[[ DATA FOR REVIEW, beginning ]]

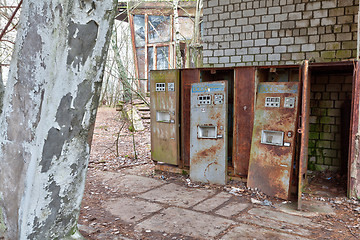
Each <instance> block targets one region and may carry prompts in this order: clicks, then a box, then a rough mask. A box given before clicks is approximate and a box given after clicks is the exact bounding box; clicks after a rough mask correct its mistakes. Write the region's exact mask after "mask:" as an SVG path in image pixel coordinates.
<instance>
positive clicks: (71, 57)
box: [67, 20, 99, 68]
mask: <svg viewBox="0 0 360 240" xmlns="http://www.w3.org/2000/svg"><path fill="white" fill-rule="evenodd" d="M98 28H99V25H98V24H97V23H96V22H95V21H93V20H91V21H89V22H88V23H86V24H76V23H74V22H73V21H70V22H69V39H68V41H69V47H70V51H69V55H68V58H67V64H68V65H71V64H72V66H73V67H74V68H75V67H76V66H78V65H79V64H80V63H81V64H82V65H84V64H85V61H86V60H87V58H88V57H89V56H90V55H91V54H92V52H93V49H94V47H95V44H96V39H97V34H98Z"/></svg>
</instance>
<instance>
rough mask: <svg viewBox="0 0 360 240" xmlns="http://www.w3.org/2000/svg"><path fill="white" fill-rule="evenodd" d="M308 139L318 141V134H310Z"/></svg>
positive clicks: (317, 133)
mask: <svg viewBox="0 0 360 240" xmlns="http://www.w3.org/2000/svg"><path fill="white" fill-rule="evenodd" d="M309 139H319V133H315V132H310V133H309Z"/></svg>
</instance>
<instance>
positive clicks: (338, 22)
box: [337, 15, 354, 24]
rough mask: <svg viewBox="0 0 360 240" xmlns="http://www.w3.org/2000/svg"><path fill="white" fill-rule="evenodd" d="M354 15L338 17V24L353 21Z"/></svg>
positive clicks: (344, 23)
mask: <svg viewBox="0 0 360 240" xmlns="http://www.w3.org/2000/svg"><path fill="white" fill-rule="evenodd" d="M353 21H354V16H352V15H351V16H340V17H338V21H337V23H338V24H346V23H353Z"/></svg>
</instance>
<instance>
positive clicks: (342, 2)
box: [338, 0, 354, 7]
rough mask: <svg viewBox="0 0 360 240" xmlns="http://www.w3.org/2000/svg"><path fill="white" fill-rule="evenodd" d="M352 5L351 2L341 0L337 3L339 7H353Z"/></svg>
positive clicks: (352, 5)
mask: <svg viewBox="0 0 360 240" xmlns="http://www.w3.org/2000/svg"><path fill="white" fill-rule="evenodd" d="M353 4H354V1H353V0H341V1H339V2H338V6H339V7H347V6H353Z"/></svg>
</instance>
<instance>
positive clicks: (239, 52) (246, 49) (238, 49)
mask: <svg viewBox="0 0 360 240" xmlns="http://www.w3.org/2000/svg"><path fill="white" fill-rule="evenodd" d="M236 54H237V55H245V54H247V48H240V49H236Z"/></svg>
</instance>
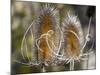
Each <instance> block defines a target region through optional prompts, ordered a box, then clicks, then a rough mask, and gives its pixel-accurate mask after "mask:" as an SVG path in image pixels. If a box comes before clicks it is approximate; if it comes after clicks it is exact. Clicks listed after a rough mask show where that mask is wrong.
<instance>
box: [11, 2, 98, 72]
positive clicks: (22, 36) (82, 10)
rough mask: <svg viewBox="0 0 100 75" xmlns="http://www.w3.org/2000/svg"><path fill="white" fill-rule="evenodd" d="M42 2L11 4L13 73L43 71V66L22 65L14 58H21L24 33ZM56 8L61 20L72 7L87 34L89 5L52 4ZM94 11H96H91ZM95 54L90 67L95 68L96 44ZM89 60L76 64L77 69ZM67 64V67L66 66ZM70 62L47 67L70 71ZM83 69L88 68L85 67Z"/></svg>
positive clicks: (29, 40)
mask: <svg viewBox="0 0 100 75" xmlns="http://www.w3.org/2000/svg"><path fill="white" fill-rule="evenodd" d="M41 4H42V3H37V2H20V1H19V2H18V1H16V2H14V1H12V4H11V34H12V35H11V40H12V45H11V48H12V50H11V54H12V55H11V65H12V66H11V70H12V74H15V73H34V72H41V66H31V67H30V66H26V65H22V64H19V63H16V62H13V60H19V59H20V60H21V55H20V48H21V42H22V39H23V36H24V33H25V31H26V29H27V28H28V27H29V25H30V24H31V22H32V21H33V20H34V19H35V17H36V15H35V14H36V13H37V11H38V8H39V6H40V5H41ZM52 5H54V6H55V7H56V8H58V9H59V10H60V16H61V21H62V18H63V17H64V15H65V14H66V12H65V11H66V10H68V9H71V10H74V11H75V12H76V13H77V14H78V17H79V19H80V22H81V25H82V28H83V32H84V34H85V35H86V30H87V26H88V22H89V17H88V14H87V11H88V8H89V6H84V5H67V4H52ZM90 12H94V11H90ZM95 19H96V18H95V14H94V15H93V20H92V24H91V25H92V26H91V33H92V35H93V40H96V34H95V33H96V32H95V31H96V23H95V22H96V21H95ZM28 41H29V42H31V38H29V39H28ZM91 43H92V41H91V42H90V43H89V45H88V47H87V50H88V48H89V47H90V45H91ZM93 50H94V54H93V55H91V56H90V59H89V66H90V68H89V69H95V51H96V48H95V45H94V47H93ZM86 62H87V61H84V62H82V63H77V65H76V66H75V70H81V69H80V67H81V66H84V65H83V64H85V65H86V64H87V63H86ZM66 66H67V67H66ZM68 68H69V64H68V65H62V66H59V65H58V66H54V67H53V66H49V67H46V70H47V72H52V71H69V69H68ZM83 69H86V67H84V68H83Z"/></svg>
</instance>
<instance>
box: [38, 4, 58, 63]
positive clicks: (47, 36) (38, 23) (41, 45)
mask: <svg viewBox="0 0 100 75" xmlns="http://www.w3.org/2000/svg"><path fill="white" fill-rule="evenodd" d="M58 17H59V16H58V11H57V10H56V9H55V7H53V6H52V7H51V6H50V5H49V4H45V5H44V6H41V9H40V14H39V18H38V24H37V25H38V26H39V29H40V30H39V32H40V37H41V38H40V39H39V43H38V45H39V58H40V60H42V62H48V61H49V62H51V61H52V60H53V56H54V54H53V47H52V43H51V41H52V39H53V38H54V31H55V27H56V25H57V24H58V22H59V21H58ZM40 49H41V50H42V51H41V50H40Z"/></svg>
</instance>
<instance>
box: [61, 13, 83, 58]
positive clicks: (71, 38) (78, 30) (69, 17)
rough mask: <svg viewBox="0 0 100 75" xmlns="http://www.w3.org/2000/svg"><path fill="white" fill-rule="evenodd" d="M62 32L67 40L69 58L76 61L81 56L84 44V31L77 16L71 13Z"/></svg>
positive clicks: (62, 26) (69, 13)
mask: <svg viewBox="0 0 100 75" xmlns="http://www.w3.org/2000/svg"><path fill="white" fill-rule="evenodd" d="M62 30H63V32H64V39H65V41H64V42H65V52H66V54H67V57H68V58H73V59H76V58H78V57H79V55H80V54H81V51H80V50H81V47H82V46H83V43H84V36H83V31H82V28H81V24H80V21H79V19H78V18H77V16H75V15H74V13H72V11H69V12H68V13H67V15H66V17H65V19H64V22H63V23H62Z"/></svg>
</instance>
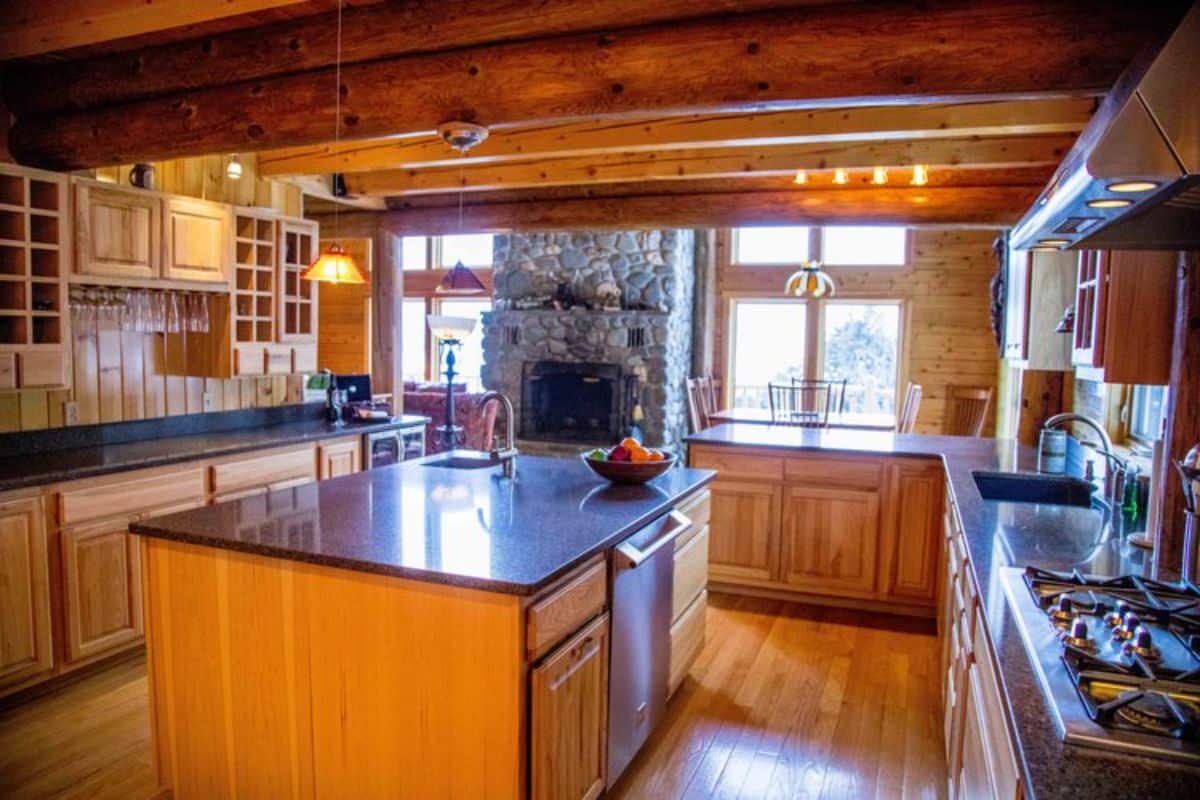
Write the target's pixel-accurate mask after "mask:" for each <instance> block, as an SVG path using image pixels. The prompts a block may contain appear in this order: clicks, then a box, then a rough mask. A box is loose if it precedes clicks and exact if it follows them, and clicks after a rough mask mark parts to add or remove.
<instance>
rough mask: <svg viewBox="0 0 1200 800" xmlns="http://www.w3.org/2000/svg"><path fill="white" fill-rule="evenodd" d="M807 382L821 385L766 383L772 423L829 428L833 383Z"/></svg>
mask: <svg viewBox="0 0 1200 800" xmlns="http://www.w3.org/2000/svg"><path fill="white" fill-rule="evenodd" d="M809 383H812V384H816V383H820V384H822V385H803V384H799V385H793V384H768V386H767V398H768V401H769V403H770V421H772V422H775V423H778V425H796V426H799V427H804V428H828V427H829V408H830V405H832V404H833V403H832V397H833V385H832V384H830V383H829V381H809Z"/></svg>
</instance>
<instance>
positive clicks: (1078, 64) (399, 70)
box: [10, 0, 1178, 169]
mask: <svg viewBox="0 0 1200 800" xmlns="http://www.w3.org/2000/svg"><path fill="white" fill-rule="evenodd" d="M1156 10H1157V6H1156ZM1169 10H1170V12H1171V13H1166V14H1164V13H1148V12H1147V10H1146V8H1145V7H1140V6H1138V7H1134V6H1132V5H1129V4H1123V2H1112V1H1105V2H1098V4H1094V6H1093V7H1090V10H1088V13H1087V14H1079V13H1078V6H1076V5H1075V4H1073V2H1067V1H1066V0H1049V1H1043V2H1037V1H1033V0H1009V1H1002V0H982V1H978V2H949V1H947V2H937V4H935V5H931V6H928V7H923V8H922V11H920V12H919V13H914V12H913V11H912V8H911V6H910V5H907V4H901V2H870V4H862V5H835V6H816V7H808V8H799V10H787V11H772V12H760V13H752V14H742V16H737V17H730V18H721V19H709V18H706V19H698V20H691V22H685V23H674V24H664V25H652V26H646V28H635V29H628V30H622V31H611V32H606V34H600V35H576V36H562V37H557V38H551V40H542V41H529V42H514V43H508V44H498V46H485V47H479V48H472V49H464V50H452V52H446V53H437V54H428V55H410V56H403V58H396V59H386V60H379V61H372V62H366V64H359V65H353V66H349V67H347V68H344V70H343V71H342V88H341V92H342V100H343V106H342V109H343V114H342V119H341V120H338V121H337V124H338V125H341V128H342V131H343V138H344V139H347V140H353V139H361V138H371V137H382V136H394V134H400V133H406V132H414V131H430V130H433V128H436V127H437V126H438V125H439V124H442V122H444V121H446V120H452V119H468V120H473V121H479V122H484V124H487V125H490V126H504V125H515V124H521V122H526V124H530V122H534V121H538V120H569V119H583V118H598V116H605V115H612V116H620V115H629V114H636V113H658V114H682V113H713V112H718V110H731V112H733V110H746V112H750V110H782V109H790V108H791V109H794V108H814V107H822V106H824V107H832V106H856V104H881V103H895V104H912V103H914V102H918V101H919V102H923V103H928V102H940V101H941V102H946V101H950V100H955V101H967V100H992V98H1001V97H1050V96H1064V95H1078V94H1088V92H1102V91H1105V90H1108V89H1109V88H1110V86H1111V84H1112V82H1114V80H1115V79H1116V77H1117V74H1118V73H1120V71H1121V70H1122V68H1123V67H1124V65H1126V64H1127V62H1128V61H1129V60H1130V58H1132V56H1133V55H1134V54H1135V53H1136V52H1138V50H1139V49H1141V48H1142V47H1144V46H1145V44H1146V43H1147V40H1154V41H1159V40H1160V38H1162V37H1163V35H1165V34H1166V32H1168V31H1169V30H1170V28H1171V26H1172V24H1174V22H1175V20H1176V19H1177V17H1178V14H1177V13H1176V10H1175V6H1174V5H1171V6H1169ZM1164 17H1165V18H1164ZM1018 43H1019V46H1018ZM334 95H335V91H334V74H332V71H331V70H318V71H312V72H306V73H301V74H296V76H286V77H278V78H271V79H266V80H257V82H247V83H241V84H234V85H229V86H220V88H214V89H205V90H198V91H194V92H190V94H186V95H181V96H172V97H164V98H160V100H148V101H139V102H133V103H128V104H124V106H113V107H107V108H101V109H94V110H85V112H79V113H76V114H68V115H61V116H56V118H47V119H22V118H18V122H17V125H16V127H14V128H13V131H12V136H11V143H10V144H11V148H12V151H13V154H14V155H16V156H17V158H18V160H19V161H22V162H23V163H28V164H35V166H41V167H49V168H56V169H80V168H88V167H95V166H102V164H112V163H127V162H131V161H144V160H154V158H166V157H176V156H185V155H197V154H204V152H236V151H258V150H264V149H271V148H282V146H299V145H306V144H317V143H322V142H328V140H330V139H331V138H334V137H331V136H330V122H331V120H332V116H334V108H332V106H334Z"/></svg>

[[ DATA FOR REVIEW, end ]]

**TASK DETAILS**
Reproduce the lines word for word, starting at the first line and stopping after the one that contains "box: [67, 20, 99, 68]", both ends included. Leave the pictures out of your answer.

**ANSWER TO THIS PROBLEM**
Each <instance> block targets one region and may carry prompts in this order: clicks, then a box, then a rough mask. A box given before clicks is approximate and a box given after clicks is the exact bounding box; clicks after a rough mask correct its mistakes. Write the region's exact mask after "mask:" as an SVG path in image pixel coordinates.
<instance>
positive clicks: (71, 57)
box: [67, 20, 99, 68]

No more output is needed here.